OBJECTIVE = Please reproduce the millennium interview word for word, from "MITTEN: No one" to "with less meaning.".

MITTEN: No one can own the year 2000. It will clearly be a phenomena. Yes, there will be "borrowed interest" for the year 2000, whether in marketing technology as the vehicle to take us into the next century, or whatever. But those who take the lead will be the special brands--those with a brand name distinguished from others, and those who have gained a strong brand name equity. If everybody starts talking about the millennium, it becomes more blurred with less meaning.

TALK 2000: With the coming millennium mess, and inevitable millennium "market clutter," what is the Mitten Group's approach?

MITTEN: Given the fragmentation, people will eventually look for a focal point that provides options at the personal level, domestic level, and international level. To help us move from hype to hope, we are working with corporate and country sponsors to create the global brand for the year 2000. There will be only one "Billennium(r)" and only one "official celebration(tm)" in terms of its name and events. Ultimately, the best event for the millennium iss the one that people chose. In that area, we hope to offer different opportunities, in terms of what people tell us they want to do in 2000, whether that is a book, t-shirt, or celebration.

TALK 2000: What are your highest hopes for 2000?

MITTEN: I hope in 2000 we all look back and see where we've come after 2,000 years, and then consider what kind of future we can have, personally and collectively. And I hope we will all have *fun* doing it.
[Part Two of "From Hype to Hope: Marketers Chart the USA Course," will feature Skip Kitchen of Millennium Celebrations. Look for it in the March 1st issue of "Let's Talk 2000".]

Will the English celebration of the year 2000 be just another commercial fair? Or will it help people embrace the best that the Commonwealth can offer? To spur on discussion last week, Virginia Bottomly, UK Minister of History and Preservation, made reference to a paper written by the Moderators of the Churches Together in England coalition. This list of 10 values below is excerpted from this larger paper on how faith relates to the English millennium celebrations and how religious values have "shaped our past, determined our calendar, and we believe, offer meaning for the next millennium."

RECORDS SUPPLIED =
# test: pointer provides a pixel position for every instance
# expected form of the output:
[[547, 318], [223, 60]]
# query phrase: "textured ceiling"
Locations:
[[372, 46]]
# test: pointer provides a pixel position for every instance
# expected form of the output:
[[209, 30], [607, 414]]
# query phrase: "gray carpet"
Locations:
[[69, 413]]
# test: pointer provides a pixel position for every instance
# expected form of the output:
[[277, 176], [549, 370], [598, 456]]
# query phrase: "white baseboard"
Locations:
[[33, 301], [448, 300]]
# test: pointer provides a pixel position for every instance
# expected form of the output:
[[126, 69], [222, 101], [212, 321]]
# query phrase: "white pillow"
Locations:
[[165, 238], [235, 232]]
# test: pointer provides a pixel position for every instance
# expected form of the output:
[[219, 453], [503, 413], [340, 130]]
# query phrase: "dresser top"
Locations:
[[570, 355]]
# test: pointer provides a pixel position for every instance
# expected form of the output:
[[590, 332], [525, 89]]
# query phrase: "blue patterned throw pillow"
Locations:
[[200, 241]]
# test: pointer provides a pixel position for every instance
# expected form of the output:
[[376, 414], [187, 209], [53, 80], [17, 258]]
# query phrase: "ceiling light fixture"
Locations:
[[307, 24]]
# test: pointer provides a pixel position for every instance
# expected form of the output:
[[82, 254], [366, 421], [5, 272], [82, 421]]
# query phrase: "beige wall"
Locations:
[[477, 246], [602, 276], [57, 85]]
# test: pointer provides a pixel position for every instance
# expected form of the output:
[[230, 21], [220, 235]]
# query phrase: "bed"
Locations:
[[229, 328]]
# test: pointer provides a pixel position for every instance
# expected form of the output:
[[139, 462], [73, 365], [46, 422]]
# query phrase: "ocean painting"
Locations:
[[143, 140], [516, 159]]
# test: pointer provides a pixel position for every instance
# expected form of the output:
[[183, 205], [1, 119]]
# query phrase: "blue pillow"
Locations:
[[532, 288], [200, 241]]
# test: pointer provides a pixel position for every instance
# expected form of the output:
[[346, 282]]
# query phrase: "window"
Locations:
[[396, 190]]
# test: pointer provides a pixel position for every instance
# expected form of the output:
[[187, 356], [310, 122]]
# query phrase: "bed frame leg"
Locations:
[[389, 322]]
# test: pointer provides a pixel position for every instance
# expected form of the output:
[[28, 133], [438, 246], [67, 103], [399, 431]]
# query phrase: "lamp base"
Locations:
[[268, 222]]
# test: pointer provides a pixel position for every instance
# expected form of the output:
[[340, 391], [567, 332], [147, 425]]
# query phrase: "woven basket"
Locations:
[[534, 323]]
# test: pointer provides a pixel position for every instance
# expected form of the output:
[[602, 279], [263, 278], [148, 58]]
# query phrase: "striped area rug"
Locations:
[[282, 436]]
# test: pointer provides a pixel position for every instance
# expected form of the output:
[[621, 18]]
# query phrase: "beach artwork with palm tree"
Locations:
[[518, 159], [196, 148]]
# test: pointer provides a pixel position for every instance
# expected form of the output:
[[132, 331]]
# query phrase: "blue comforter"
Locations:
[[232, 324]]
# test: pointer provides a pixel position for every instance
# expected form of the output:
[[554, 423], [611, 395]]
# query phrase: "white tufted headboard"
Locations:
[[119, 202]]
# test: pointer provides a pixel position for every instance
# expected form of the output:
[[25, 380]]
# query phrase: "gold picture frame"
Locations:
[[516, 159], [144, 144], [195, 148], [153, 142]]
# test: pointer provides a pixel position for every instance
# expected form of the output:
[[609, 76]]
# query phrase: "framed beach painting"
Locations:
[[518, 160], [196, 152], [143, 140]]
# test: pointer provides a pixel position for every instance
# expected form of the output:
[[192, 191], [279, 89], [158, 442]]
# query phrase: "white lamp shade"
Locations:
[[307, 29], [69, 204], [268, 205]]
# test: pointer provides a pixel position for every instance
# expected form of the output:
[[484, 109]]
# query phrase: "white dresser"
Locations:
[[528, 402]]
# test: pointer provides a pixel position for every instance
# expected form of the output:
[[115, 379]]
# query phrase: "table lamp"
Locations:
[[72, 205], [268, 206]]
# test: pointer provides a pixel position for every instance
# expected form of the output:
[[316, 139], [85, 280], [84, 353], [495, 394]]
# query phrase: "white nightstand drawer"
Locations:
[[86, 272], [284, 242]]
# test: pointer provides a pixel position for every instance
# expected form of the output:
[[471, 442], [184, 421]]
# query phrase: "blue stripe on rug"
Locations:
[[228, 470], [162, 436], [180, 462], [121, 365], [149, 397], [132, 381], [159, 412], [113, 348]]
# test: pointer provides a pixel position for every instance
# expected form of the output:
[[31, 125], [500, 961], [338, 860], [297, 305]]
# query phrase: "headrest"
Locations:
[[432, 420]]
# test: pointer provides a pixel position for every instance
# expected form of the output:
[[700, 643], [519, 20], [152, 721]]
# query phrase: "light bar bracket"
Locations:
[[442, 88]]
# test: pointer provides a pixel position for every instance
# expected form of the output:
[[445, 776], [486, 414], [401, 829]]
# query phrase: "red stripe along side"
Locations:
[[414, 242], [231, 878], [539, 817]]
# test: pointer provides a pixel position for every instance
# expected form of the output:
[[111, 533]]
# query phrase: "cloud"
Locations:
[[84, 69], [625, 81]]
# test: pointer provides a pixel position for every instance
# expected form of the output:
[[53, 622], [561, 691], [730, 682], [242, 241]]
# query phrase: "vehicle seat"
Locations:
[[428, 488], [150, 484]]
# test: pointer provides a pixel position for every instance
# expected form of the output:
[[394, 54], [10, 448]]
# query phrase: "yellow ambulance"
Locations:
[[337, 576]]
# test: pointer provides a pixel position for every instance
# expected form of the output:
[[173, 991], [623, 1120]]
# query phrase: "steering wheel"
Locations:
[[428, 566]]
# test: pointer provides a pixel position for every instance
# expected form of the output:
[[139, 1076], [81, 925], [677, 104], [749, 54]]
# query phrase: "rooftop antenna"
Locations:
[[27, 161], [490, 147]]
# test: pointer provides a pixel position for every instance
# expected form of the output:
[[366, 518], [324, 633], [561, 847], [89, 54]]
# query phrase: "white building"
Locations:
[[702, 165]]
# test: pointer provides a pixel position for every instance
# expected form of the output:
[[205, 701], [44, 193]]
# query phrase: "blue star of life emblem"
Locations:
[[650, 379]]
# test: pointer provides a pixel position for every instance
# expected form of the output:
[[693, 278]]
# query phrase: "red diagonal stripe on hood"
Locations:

RESULT BELOW =
MITTEN: No one can own the year 2000. It will clearly be a phenomena. Yes, there will be "borrowed interest" for the year 2000, whether in marketing technology as the vehicle to take us into the next century, or whatever. But those who take the lead will be the special brands--those with a brand name distinguished from others, and those who have gained a strong brand name equity. If everybody starts talking about the millennium, it becomes more blurred with less meaning.